Records shown
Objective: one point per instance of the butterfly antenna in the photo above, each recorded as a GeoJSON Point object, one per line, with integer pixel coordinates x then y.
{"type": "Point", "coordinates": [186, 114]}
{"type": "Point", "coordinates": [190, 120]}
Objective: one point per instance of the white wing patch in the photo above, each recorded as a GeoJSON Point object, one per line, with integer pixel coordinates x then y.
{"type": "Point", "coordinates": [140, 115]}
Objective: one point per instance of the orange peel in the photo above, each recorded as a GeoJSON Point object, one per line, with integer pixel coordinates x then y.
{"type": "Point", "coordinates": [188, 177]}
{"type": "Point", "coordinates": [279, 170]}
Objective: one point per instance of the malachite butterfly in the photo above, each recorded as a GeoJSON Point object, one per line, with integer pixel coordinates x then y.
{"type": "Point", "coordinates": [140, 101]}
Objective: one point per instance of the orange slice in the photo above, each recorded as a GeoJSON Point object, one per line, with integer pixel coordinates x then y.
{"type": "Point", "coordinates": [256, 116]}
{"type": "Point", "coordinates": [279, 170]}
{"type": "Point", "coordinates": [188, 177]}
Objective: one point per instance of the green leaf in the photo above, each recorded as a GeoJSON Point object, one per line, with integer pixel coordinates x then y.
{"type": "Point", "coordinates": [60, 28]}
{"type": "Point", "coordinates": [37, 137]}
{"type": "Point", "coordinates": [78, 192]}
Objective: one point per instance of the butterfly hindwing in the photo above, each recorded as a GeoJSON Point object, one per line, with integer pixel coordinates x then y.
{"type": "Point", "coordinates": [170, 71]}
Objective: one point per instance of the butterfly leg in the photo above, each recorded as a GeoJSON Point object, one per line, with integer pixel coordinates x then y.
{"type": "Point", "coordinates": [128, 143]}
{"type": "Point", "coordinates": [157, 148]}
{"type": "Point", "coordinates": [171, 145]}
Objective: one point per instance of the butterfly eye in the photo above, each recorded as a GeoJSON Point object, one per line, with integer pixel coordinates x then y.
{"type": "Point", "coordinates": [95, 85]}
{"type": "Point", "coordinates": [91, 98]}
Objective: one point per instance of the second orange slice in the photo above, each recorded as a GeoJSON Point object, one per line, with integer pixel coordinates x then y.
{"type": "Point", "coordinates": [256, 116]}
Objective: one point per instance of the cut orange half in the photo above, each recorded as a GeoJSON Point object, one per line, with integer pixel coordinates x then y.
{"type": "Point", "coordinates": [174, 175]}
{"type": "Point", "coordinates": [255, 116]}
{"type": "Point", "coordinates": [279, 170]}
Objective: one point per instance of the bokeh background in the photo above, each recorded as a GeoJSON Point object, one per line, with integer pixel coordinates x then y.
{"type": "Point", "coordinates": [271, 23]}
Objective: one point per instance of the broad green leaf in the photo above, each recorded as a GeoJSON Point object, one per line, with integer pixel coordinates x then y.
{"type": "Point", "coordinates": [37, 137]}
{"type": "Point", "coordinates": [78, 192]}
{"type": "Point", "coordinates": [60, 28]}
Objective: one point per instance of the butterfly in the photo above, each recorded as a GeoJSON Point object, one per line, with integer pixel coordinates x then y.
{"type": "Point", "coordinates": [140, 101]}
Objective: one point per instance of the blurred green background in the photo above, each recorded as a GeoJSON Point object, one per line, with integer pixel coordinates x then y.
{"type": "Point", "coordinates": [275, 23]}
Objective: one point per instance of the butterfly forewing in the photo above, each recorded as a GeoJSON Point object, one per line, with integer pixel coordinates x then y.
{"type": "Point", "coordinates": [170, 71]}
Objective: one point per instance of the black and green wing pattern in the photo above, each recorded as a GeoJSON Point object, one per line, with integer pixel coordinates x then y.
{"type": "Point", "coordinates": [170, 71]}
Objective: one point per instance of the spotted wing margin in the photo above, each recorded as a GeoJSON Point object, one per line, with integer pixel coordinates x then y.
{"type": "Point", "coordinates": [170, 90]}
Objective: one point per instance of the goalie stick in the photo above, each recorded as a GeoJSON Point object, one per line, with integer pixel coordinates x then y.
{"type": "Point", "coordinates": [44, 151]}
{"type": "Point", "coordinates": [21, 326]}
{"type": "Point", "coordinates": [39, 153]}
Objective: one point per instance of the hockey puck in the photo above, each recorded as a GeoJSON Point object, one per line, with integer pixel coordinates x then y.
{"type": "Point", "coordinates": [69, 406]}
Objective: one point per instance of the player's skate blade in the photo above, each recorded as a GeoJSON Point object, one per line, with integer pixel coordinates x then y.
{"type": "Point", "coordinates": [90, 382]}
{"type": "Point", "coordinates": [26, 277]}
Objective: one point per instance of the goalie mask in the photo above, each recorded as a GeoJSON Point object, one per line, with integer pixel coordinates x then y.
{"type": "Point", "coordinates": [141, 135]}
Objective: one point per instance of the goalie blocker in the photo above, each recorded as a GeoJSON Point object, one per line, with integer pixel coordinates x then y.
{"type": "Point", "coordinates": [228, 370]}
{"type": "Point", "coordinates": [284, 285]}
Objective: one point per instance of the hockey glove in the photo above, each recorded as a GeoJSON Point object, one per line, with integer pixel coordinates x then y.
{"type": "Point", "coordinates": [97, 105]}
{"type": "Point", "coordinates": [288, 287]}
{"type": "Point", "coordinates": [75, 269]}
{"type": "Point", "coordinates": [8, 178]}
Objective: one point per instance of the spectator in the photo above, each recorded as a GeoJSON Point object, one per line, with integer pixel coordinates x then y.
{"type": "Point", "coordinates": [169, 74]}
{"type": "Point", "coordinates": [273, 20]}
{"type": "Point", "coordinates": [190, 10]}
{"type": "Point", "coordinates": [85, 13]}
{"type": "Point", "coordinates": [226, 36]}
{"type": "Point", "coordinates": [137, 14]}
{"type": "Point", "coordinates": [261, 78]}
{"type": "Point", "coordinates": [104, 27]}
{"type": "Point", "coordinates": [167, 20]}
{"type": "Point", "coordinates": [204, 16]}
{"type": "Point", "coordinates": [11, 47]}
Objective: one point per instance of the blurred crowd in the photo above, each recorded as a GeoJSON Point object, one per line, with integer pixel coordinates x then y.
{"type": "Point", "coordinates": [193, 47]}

Instructions for the task
What you write must be identical to the material above.

Problem solution
Objective: one point per instance of the butterfly antenna in the photo above, each recorded as a GeoJSON Point object, one per line, with integer pixel coordinates x then y.
{"type": "Point", "coordinates": [186, 114]}
{"type": "Point", "coordinates": [190, 120]}
Objective: one point per instance of the white wing patch in the photo above, each recorded as a GeoJSON Point object, one per line, with integer pixel coordinates x then y.
{"type": "Point", "coordinates": [140, 115]}
Objective: one point per instance of the orange peel in the photo above, each recorded as a GeoJSON Point object, one per line, with integer pixel coordinates x then y.
{"type": "Point", "coordinates": [188, 177]}
{"type": "Point", "coordinates": [279, 170]}
Objective: one point per instance of the malachite butterfly in the photo above, each recorded as a GeoJSON Point object, one per line, with integer pixel coordinates x then y.
{"type": "Point", "coordinates": [140, 101]}
Objective: one point per instance of the orange slice in the photo above, each recorded as a GeoJSON Point object, one per line, with integer pixel coordinates x then y.
{"type": "Point", "coordinates": [256, 116]}
{"type": "Point", "coordinates": [279, 170]}
{"type": "Point", "coordinates": [188, 177]}
Objective: one point per instance of the green leaf in the photo above, each recorded as a GeoJSON Point object, one per line, with integer pixel coordinates x then y.
{"type": "Point", "coordinates": [60, 28]}
{"type": "Point", "coordinates": [37, 137]}
{"type": "Point", "coordinates": [78, 192]}
Objective: one point per instance of the butterfly hindwing in the photo above, each recorded as a GeoJSON Point object, one per line, with integer pixel coordinates x then y.
{"type": "Point", "coordinates": [170, 71]}
Objective: one point per instance of the butterfly leg in the photo above, each recorded as a GeoJSON Point object, one per line, with integer pixel coordinates x then y.
{"type": "Point", "coordinates": [128, 143]}
{"type": "Point", "coordinates": [157, 148]}
{"type": "Point", "coordinates": [171, 145]}
Objective: one point per instance of the butterfly eye in the photo above, each recorded as a GeoJSON Point object, one per line, with integer pixel coordinates x then y.
{"type": "Point", "coordinates": [95, 85]}
{"type": "Point", "coordinates": [91, 98]}
Objective: one point per instance of the second orange slice in the photo above, each recorded as a GeoJSON Point object, one per line, with integer pixel coordinates x then y.
{"type": "Point", "coordinates": [256, 116]}
Objective: one point per instance of the cut orange half in the photo above, each recorded as a GeoJSON Point object, one per line, with integer pixel coordinates x then y.
{"type": "Point", "coordinates": [174, 175]}
{"type": "Point", "coordinates": [255, 116]}
{"type": "Point", "coordinates": [279, 170]}
Objective: one point per instance of the bokeh background in the photo above, each recorded as a GeoJSON Point object, one per line, with integer pixel coordinates x then y.
{"type": "Point", "coordinates": [271, 23]}
Objective: one point per instance of the broad green leaf in the photo above, each recorded as a GeoJSON Point object, one per line, with integer pixel coordinates x then y.
{"type": "Point", "coordinates": [37, 137]}
{"type": "Point", "coordinates": [78, 192]}
{"type": "Point", "coordinates": [60, 28]}
Objective: one point per instance of the butterfly in the photo above, each recorded as a GeoJSON Point object, one per line, with integer pixel coordinates x then y.
{"type": "Point", "coordinates": [140, 101]}
Objective: one point per instance of the blurred green background in the photo above, each recorded as a GeoJSON Point object, one per line, with integer pixel coordinates x then y.
{"type": "Point", "coordinates": [275, 23]}
Objective: one point per instance of the butterfly forewing in the photo above, each recorded as a GeoJSON Point object, one per line, with integer pixel coordinates x then y.
{"type": "Point", "coordinates": [170, 71]}
Objective: one point per instance of the black and green wing pattern in the photo above, each recorded as a GeoJSON Point object, one per line, with integer pixel coordinates x then y.
{"type": "Point", "coordinates": [170, 71]}
Objective: one point per instance of the spotted wing margin in the photo above, each recorded as a GeoJSON Point object, one per line, with integer pixel coordinates x then y.
{"type": "Point", "coordinates": [170, 90]}
Objective: one point per instance of the goalie stick in the photo above, each recorded as a GeoJSON Point object, one per line, with integer pixel coordinates x then y.
{"type": "Point", "coordinates": [44, 151]}
{"type": "Point", "coordinates": [21, 326]}
{"type": "Point", "coordinates": [39, 153]}
Objective: one point per instance of the hockey puck in the photo above, each recorded as a GeoJSON Point object, one per line, with integer pixel coordinates x then y.
{"type": "Point", "coordinates": [69, 406]}
Objective: one point per instance of the player's skate blade in the photo above, each recorded as a GeoJSON Point object, one per line, with integer pixel coordinates x then y.
{"type": "Point", "coordinates": [90, 382]}
{"type": "Point", "coordinates": [26, 277]}
Objective: one point per instance of the goalie mask in the photo above, each recorded as a GeoJSON Point object, one per line, with integer pixel coordinates x then y.
{"type": "Point", "coordinates": [141, 135]}
Objective: one point per instance of the goalie blocker in the photo above, each recorded as a GeoJSON Point object, one per line, with integer pixel coordinates x then y.
{"type": "Point", "coordinates": [228, 370]}
{"type": "Point", "coordinates": [284, 285]}
Objective: one point per instance of the hockey glove in the photo above, each recorded as a GeoJSON Point object, one per line, with integer pixel coordinates x then y.
{"type": "Point", "coordinates": [97, 105]}
{"type": "Point", "coordinates": [288, 287]}
{"type": "Point", "coordinates": [75, 269]}
{"type": "Point", "coordinates": [8, 178]}
Objective: one point per instance of the spectator in the photo above, each recorded as a GeoJSON Point object, one per line, with integer pixel coordinates x then y.
{"type": "Point", "coordinates": [169, 74]}
{"type": "Point", "coordinates": [273, 20]}
{"type": "Point", "coordinates": [190, 10]}
{"type": "Point", "coordinates": [85, 13]}
{"type": "Point", "coordinates": [226, 36]}
{"type": "Point", "coordinates": [137, 14]}
{"type": "Point", "coordinates": [261, 78]}
{"type": "Point", "coordinates": [104, 27]}
{"type": "Point", "coordinates": [167, 20]}
{"type": "Point", "coordinates": [204, 16]}
{"type": "Point", "coordinates": [11, 47]}
Objective: one point per instance of the blurred crowd in the photo above, each recorded as a GeoJSON Point object, one per line, with integer pixel coordinates x then y.
{"type": "Point", "coordinates": [193, 47]}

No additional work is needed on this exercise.